**DATA FOR THIS EXERCISE**.
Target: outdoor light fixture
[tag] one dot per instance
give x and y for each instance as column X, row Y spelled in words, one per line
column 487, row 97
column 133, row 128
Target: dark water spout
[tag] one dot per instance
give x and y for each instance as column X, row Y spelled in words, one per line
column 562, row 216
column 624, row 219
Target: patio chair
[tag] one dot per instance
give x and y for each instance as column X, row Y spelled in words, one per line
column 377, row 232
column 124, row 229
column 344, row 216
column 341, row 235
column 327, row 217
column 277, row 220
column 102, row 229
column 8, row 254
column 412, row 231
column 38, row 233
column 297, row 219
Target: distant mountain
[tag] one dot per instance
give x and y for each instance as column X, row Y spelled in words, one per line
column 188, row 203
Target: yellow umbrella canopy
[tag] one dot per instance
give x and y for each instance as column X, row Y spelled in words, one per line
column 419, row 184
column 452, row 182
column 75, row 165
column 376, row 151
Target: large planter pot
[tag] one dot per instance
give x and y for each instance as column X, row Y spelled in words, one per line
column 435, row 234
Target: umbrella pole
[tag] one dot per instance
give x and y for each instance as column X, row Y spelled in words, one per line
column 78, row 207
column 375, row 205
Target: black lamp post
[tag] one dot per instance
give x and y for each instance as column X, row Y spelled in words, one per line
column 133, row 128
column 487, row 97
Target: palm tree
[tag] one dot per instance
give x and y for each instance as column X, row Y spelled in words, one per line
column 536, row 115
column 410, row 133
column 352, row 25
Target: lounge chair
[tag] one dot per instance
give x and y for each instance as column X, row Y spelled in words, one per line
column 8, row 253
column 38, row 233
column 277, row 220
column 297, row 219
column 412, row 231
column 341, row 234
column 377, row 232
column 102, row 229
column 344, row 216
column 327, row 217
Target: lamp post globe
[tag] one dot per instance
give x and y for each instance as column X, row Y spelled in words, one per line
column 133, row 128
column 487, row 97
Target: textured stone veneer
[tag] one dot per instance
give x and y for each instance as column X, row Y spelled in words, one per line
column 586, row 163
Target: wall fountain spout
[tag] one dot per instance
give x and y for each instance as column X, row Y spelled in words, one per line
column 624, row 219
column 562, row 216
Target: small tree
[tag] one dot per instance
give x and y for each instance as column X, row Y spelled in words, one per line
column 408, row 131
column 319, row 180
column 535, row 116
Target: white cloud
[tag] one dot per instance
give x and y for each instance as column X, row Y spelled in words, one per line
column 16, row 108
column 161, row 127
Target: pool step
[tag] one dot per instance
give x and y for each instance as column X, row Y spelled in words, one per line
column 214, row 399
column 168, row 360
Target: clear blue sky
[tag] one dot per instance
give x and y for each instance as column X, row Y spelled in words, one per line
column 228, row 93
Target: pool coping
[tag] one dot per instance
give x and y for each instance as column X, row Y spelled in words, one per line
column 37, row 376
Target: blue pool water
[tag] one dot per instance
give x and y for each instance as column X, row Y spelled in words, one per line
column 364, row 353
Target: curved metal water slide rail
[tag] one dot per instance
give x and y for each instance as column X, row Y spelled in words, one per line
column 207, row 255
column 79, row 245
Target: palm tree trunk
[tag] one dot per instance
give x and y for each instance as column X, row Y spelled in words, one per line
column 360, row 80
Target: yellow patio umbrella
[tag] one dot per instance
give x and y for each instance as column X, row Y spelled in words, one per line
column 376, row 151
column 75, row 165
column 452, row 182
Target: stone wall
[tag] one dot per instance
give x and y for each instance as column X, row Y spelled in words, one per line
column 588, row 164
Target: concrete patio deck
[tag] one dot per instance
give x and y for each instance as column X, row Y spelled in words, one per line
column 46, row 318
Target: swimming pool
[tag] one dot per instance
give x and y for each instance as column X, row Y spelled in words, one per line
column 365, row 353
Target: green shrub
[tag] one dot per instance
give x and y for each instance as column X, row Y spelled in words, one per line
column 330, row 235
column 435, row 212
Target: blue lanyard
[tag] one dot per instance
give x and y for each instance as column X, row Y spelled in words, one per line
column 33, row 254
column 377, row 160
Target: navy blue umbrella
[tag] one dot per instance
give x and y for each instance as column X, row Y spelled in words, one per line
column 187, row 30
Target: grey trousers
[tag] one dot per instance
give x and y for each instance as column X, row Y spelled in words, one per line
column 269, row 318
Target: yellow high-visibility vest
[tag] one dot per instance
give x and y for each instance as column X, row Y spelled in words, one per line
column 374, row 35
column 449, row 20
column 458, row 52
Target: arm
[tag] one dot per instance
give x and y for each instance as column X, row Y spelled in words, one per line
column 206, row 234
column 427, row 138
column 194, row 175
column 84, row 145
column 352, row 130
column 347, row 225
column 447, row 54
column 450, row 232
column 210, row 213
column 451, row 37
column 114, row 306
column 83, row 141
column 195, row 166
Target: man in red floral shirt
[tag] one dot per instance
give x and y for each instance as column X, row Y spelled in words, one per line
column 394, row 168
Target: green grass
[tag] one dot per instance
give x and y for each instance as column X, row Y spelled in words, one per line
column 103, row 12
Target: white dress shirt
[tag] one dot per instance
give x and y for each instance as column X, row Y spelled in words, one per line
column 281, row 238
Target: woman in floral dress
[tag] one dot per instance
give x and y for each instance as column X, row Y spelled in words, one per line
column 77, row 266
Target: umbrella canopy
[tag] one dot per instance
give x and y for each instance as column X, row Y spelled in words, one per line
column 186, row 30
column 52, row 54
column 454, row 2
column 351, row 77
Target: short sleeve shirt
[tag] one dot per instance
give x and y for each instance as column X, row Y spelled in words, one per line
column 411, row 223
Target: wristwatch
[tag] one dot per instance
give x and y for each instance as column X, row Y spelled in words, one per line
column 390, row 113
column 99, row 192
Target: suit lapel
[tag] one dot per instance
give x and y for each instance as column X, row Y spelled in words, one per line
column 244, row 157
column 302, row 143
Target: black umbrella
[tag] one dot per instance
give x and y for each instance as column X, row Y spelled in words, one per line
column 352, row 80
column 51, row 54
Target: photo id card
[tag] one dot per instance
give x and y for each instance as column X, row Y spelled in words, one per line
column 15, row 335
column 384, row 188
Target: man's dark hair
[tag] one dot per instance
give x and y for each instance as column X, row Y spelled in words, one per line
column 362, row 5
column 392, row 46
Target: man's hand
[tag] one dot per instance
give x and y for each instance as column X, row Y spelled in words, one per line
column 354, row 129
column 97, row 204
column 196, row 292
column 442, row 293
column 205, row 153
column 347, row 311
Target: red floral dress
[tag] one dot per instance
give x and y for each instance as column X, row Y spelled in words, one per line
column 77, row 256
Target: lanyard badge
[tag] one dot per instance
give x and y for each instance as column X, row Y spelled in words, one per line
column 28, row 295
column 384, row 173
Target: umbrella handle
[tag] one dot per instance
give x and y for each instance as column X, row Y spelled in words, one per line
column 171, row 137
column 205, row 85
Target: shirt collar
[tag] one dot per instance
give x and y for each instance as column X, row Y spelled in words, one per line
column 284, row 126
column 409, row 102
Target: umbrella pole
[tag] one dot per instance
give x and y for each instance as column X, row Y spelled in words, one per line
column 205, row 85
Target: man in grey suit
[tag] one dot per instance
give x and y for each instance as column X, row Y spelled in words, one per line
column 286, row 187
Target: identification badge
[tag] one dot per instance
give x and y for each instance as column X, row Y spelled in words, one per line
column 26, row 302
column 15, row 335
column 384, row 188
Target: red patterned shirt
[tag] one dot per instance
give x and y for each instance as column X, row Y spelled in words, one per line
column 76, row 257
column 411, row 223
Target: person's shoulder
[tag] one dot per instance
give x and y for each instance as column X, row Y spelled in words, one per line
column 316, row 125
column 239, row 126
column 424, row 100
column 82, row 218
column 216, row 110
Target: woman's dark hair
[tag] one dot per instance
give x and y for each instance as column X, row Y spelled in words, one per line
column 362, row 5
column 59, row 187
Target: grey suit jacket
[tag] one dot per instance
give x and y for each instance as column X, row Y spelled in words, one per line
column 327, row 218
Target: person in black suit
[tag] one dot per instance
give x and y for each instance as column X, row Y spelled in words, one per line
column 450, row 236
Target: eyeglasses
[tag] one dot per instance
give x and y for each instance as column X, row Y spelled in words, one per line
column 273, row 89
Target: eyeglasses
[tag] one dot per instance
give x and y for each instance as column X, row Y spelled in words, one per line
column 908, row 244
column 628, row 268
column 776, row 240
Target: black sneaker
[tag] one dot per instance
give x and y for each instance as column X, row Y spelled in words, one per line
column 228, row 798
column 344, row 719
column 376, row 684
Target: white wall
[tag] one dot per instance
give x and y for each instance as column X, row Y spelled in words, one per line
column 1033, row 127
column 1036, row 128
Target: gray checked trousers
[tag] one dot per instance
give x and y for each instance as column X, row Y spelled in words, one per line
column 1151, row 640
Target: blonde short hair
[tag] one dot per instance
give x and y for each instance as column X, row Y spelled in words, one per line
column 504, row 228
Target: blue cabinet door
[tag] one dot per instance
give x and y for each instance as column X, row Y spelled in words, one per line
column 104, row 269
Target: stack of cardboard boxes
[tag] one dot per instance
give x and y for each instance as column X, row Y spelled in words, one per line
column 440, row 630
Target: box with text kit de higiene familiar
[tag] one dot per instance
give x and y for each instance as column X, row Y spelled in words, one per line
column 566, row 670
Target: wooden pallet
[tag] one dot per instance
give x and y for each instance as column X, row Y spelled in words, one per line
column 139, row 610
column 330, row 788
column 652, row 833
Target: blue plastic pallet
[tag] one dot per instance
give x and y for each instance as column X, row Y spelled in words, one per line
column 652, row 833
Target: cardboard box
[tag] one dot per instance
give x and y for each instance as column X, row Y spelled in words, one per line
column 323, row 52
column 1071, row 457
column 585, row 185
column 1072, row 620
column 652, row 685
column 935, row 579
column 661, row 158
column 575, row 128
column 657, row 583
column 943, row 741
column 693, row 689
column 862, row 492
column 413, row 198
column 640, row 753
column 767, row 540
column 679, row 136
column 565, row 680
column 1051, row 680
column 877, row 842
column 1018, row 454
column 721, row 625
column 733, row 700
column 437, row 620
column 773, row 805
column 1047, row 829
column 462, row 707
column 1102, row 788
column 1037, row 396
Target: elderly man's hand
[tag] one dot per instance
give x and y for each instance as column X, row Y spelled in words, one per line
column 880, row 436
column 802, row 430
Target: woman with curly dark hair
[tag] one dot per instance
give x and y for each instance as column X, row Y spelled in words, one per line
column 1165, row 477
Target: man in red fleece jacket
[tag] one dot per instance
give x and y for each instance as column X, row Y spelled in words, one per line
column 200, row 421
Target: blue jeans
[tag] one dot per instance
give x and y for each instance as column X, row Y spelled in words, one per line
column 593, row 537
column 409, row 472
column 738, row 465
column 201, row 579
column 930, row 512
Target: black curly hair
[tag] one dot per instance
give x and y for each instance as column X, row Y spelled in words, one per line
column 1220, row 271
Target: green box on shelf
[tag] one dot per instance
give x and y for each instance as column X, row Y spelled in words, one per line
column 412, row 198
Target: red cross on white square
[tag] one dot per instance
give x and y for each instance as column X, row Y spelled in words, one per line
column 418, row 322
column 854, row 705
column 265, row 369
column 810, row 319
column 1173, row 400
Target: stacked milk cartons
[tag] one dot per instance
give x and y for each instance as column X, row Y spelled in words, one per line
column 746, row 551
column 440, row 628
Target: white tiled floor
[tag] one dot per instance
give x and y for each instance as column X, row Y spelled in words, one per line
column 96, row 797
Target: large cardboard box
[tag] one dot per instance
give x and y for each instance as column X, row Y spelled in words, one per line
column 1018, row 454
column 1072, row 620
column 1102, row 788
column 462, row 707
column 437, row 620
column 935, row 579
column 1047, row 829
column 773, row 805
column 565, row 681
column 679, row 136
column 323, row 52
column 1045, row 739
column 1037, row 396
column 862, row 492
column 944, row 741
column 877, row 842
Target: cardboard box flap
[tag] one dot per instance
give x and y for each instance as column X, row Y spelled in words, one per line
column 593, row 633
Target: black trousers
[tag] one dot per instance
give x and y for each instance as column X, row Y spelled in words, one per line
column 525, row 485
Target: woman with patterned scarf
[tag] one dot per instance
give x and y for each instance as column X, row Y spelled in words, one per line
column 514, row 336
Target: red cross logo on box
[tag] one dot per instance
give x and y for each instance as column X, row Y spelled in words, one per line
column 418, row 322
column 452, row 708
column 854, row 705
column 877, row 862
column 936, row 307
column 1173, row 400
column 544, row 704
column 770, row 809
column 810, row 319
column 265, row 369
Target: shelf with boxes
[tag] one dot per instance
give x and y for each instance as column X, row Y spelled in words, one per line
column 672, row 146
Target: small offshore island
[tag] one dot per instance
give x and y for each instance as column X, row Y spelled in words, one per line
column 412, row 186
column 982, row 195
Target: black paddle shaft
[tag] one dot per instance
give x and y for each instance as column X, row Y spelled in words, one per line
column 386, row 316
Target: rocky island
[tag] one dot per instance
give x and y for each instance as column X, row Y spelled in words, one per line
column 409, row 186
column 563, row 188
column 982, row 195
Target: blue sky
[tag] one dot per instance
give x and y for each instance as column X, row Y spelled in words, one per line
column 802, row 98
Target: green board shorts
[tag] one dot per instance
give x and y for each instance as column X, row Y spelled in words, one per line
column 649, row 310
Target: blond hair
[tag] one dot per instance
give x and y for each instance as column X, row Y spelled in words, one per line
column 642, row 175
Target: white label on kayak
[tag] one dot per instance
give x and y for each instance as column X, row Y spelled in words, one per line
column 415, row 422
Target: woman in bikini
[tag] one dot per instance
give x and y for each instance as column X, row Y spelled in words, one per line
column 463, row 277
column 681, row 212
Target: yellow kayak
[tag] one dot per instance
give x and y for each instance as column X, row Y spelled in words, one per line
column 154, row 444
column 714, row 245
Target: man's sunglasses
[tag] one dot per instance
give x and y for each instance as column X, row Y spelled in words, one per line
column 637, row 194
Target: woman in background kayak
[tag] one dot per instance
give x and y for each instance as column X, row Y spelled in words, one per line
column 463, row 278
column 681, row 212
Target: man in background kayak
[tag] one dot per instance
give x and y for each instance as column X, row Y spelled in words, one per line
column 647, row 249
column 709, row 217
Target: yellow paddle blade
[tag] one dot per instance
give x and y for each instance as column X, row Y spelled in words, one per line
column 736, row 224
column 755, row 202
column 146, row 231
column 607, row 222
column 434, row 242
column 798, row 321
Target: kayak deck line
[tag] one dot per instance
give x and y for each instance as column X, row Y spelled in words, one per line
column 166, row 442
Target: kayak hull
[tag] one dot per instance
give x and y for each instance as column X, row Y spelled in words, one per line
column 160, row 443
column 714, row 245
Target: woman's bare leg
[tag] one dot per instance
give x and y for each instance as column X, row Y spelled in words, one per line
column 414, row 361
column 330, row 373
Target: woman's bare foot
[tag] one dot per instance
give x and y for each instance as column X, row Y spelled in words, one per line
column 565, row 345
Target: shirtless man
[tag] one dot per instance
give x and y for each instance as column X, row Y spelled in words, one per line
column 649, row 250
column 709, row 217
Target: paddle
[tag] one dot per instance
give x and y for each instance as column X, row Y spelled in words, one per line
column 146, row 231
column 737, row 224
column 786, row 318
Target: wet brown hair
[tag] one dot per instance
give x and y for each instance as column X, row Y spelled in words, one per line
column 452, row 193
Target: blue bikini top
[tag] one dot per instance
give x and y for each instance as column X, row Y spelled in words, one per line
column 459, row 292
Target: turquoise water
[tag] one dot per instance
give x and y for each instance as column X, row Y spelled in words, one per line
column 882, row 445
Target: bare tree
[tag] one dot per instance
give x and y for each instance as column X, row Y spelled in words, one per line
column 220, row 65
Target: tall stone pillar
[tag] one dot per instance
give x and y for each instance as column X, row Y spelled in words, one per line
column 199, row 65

**EXERCISE**.
Please output the lines from the one containing "Target: woman in background kayak" through the one containing "column 166, row 442", both included, as a JSON list of strings with one string per line. Skip any blank lines.

**FULL ANSWER**.
[
  "Target: woman in background kayak",
  "[tag] one dot per instance",
  "give x and y for each instance as column X, row Y spelled in words, one per line",
  "column 463, row 278",
  "column 681, row 212",
  "Target: man in background kayak",
  "[tag] one dot per instance",
  "give x and y for each instance as column X, row Y spelled in words, one per line",
  "column 647, row 249",
  "column 709, row 217",
  "Target: yellow paddle blade",
  "[tag] one dot per instance",
  "give x and y for each instance as column X, row Y spelled in words, one per line",
  "column 736, row 224",
  "column 755, row 202",
  "column 146, row 231",
  "column 607, row 222",
  "column 434, row 242",
  "column 798, row 321",
  "Target: kayak deck line",
  "[tag] one dot per instance",
  "give x and y for each instance as column X, row Y spelled in words, one per line",
  "column 166, row 442"
]